Assigned task:
Pull every line containing the word "plant" from the records.

Data for this task:
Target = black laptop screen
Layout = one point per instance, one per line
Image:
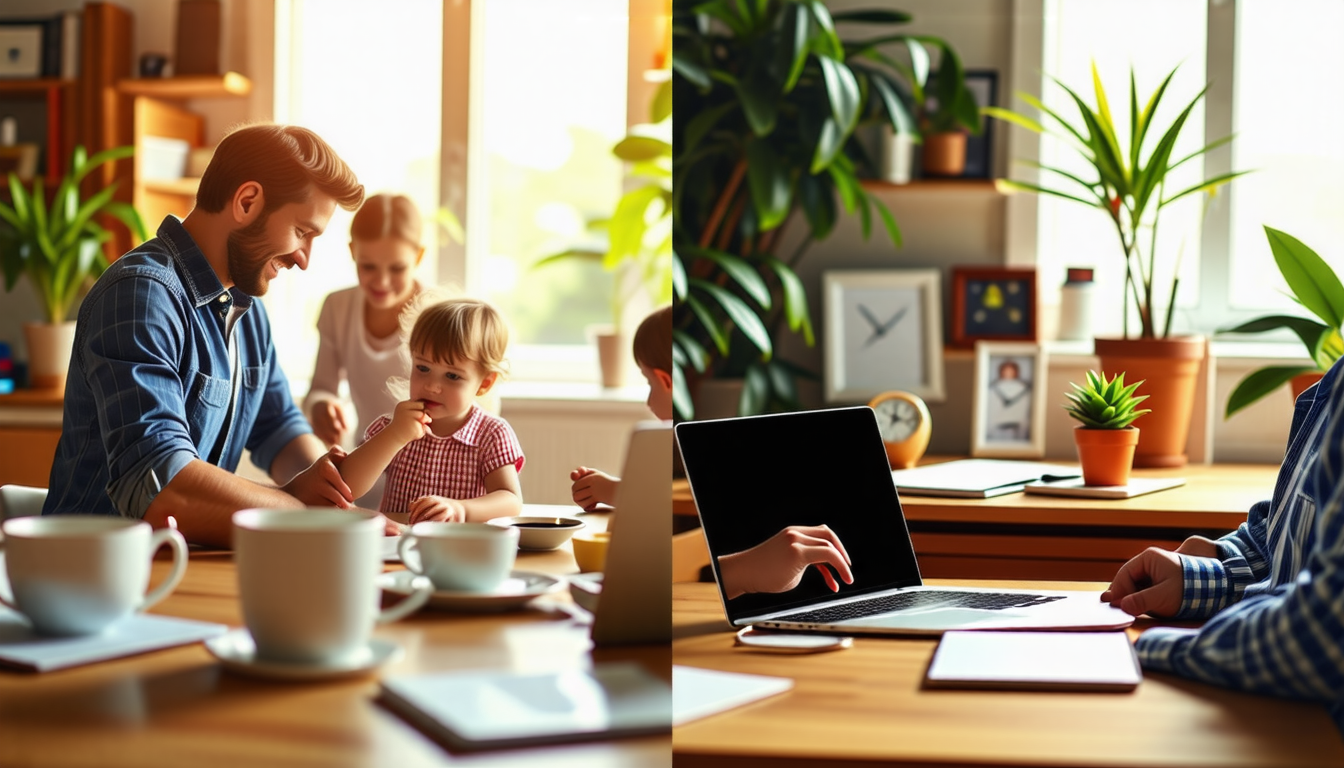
(756, 476)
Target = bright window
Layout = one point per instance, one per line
(367, 81)
(1297, 186)
(549, 89)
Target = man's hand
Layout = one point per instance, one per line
(329, 423)
(1151, 583)
(593, 487)
(437, 509)
(778, 562)
(321, 484)
(410, 423)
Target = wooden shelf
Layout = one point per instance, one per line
(34, 85)
(187, 86)
(184, 187)
(985, 186)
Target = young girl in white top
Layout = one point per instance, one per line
(445, 457)
(359, 328)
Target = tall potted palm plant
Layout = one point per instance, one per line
(57, 244)
(768, 98)
(1129, 186)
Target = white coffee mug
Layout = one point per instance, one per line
(79, 574)
(460, 557)
(308, 581)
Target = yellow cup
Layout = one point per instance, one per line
(590, 550)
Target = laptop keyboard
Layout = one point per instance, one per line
(928, 599)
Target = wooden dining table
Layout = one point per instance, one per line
(180, 708)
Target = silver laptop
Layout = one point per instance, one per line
(635, 604)
(765, 484)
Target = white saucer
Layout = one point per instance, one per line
(238, 653)
(516, 591)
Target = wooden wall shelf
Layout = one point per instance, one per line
(187, 86)
(985, 186)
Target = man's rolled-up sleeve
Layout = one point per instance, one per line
(132, 353)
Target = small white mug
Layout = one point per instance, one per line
(308, 583)
(79, 574)
(461, 557)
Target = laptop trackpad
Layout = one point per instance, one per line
(936, 619)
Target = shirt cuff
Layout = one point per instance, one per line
(265, 453)
(1206, 587)
(1159, 646)
(135, 491)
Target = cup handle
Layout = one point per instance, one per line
(4, 599)
(422, 589)
(402, 548)
(179, 564)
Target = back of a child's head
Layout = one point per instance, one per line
(652, 343)
(458, 330)
(387, 217)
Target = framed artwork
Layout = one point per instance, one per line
(992, 304)
(883, 331)
(1008, 409)
(984, 86)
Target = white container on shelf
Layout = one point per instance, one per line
(161, 159)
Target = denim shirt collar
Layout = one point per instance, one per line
(198, 276)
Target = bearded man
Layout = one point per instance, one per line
(174, 370)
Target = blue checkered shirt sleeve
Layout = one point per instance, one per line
(1286, 638)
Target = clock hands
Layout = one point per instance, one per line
(879, 328)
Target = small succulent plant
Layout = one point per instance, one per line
(1105, 404)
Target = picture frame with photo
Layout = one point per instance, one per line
(1008, 401)
(883, 331)
(993, 304)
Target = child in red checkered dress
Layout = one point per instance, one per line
(445, 457)
(652, 350)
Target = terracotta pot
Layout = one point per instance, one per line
(1106, 455)
(1168, 369)
(1300, 382)
(49, 353)
(945, 154)
(613, 354)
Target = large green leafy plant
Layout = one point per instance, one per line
(637, 236)
(1128, 186)
(768, 98)
(1315, 287)
(58, 244)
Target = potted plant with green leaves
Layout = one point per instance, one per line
(1128, 178)
(1105, 435)
(768, 98)
(1315, 287)
(636, 240)
(57, 244)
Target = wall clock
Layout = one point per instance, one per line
(905, 425)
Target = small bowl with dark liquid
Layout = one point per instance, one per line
(539, 533)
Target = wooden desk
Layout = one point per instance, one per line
(179, 708)
(864, 706)
(30, 428)
(1024, 535)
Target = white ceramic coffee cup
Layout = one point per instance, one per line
(308, 583)
(460, 557)
(79, 574)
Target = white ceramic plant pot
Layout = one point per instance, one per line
(49, 353)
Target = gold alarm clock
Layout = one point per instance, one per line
(905, 427)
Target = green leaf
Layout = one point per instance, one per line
(842, 92)
(741, 272)
(737, 310)
(1312, 281)
(1260, 384)
(769, 180)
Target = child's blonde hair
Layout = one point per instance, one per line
(458, 330)
(652, 343)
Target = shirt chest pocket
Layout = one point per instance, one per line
(207, 404)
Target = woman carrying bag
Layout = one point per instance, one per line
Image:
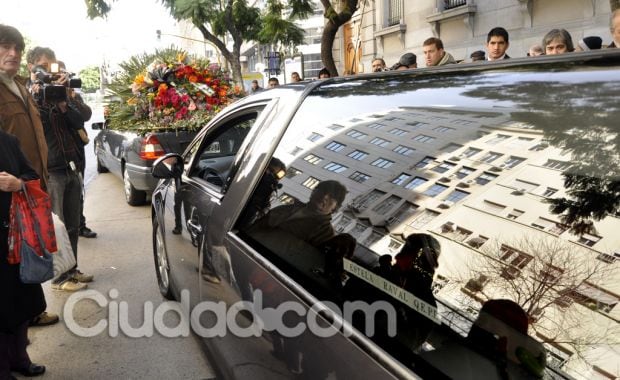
(19, 302)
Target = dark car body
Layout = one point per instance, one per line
(123, 154)
(442, 151)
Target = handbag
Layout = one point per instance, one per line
(31, 233)
(64, 259)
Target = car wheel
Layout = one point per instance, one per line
(162, 268)
(133, 196)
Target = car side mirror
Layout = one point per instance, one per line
(169, 166)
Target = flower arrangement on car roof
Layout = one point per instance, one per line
(183, 94)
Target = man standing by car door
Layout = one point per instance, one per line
(61, 121)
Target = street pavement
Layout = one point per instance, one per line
(120, 258)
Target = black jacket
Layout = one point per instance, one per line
(62, 137)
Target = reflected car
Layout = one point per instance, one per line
(474, 238)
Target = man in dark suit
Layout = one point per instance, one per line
(497, 44)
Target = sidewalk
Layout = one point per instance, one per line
(120, 258)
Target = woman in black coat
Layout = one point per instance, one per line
(19, 302)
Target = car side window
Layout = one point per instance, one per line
(216, 153)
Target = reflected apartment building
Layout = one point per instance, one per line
(479, 183)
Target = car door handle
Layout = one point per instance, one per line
(194, 228)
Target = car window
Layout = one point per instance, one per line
(496, 217)
(216, 153)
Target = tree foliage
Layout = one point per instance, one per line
(337, 13)
(91, 79)
(217, 19)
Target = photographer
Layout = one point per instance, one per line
(61, 122)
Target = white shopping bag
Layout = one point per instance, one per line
(64, 259)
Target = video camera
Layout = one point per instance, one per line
(50, 91)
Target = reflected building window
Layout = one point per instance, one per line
(335, 146)
(385, 206)
(404, 150)
(359, 177)
(422, 219)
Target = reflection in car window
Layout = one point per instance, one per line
(526, 152)
(218, 150)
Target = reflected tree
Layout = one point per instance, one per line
(582, 120)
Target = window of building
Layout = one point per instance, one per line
(358, 155)
(335, 146)
(311, 182)
(313, 159)
(425, 161)
(435, 190)
(469, 152)
(366, 200)
(380, 142)
(382, 163)
(386, 205)
(417, 181)
(451, 147)
(514, 214)
(589, 240)
(463, 172)
(422, 219)
(513, 161)
(477, 242)
(315, 137)
(398, 132)
(522, 185)
(497, 139)
(556, 164)
(394, 12)
(356, 134)
(492, 207)
(594, 297)
(609, 259)
(443, 129)
(443, 167)
(485, 178)
(335, 167)
(359, 177)
(490, 157)
(401, 179)
(456, 196)
(516, 260)
(458, 234)
(404, 150)
(292, 172)
(403, 213)
(423, 138)
(549, 226)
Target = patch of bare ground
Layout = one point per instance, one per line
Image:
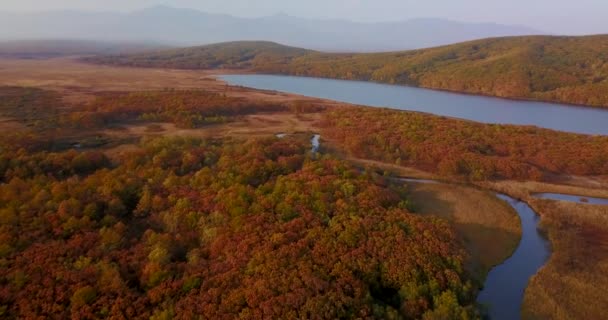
(78, 82)
(574, 283)
(259, 125)
(525, 190)
(490, 228)
(10, 125)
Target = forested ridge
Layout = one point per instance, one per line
(221, 230)
(460, 148)
(548, 68)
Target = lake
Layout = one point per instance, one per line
(571, 198)
(503, 291)
(483, 109)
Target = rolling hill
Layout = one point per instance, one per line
(548, 68)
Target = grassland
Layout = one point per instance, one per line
(562, 69)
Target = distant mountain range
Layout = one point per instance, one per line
(548, 68)
(181, 27)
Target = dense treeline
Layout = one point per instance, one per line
(221, 230)
(562, 69)
(462, 148)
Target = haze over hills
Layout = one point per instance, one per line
(191, 27)
(561, 69)
(56, 48)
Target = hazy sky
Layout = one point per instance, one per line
(555, 16)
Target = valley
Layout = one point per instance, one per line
(183, 172)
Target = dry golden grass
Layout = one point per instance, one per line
(78, 82)
(574, 283)
(490, 227)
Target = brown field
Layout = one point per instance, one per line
(78, 81)
(490, 228)
(574, 283)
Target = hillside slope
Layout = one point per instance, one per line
(187, 27)
(561, 69)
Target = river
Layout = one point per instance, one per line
(554, 116)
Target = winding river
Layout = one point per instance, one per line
(503, 291)
(571, 198)
(477, 108)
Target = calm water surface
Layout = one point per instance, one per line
(504, 288)
(503, 291)
(571, 198)
(477, 108)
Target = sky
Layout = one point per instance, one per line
(552, 16)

Exercise result:
Target = tall potted palm plant
Target = small succulent plant
Target = large green leafy plant
Target = potted plant with green leaves
Target = white ceramic plant pot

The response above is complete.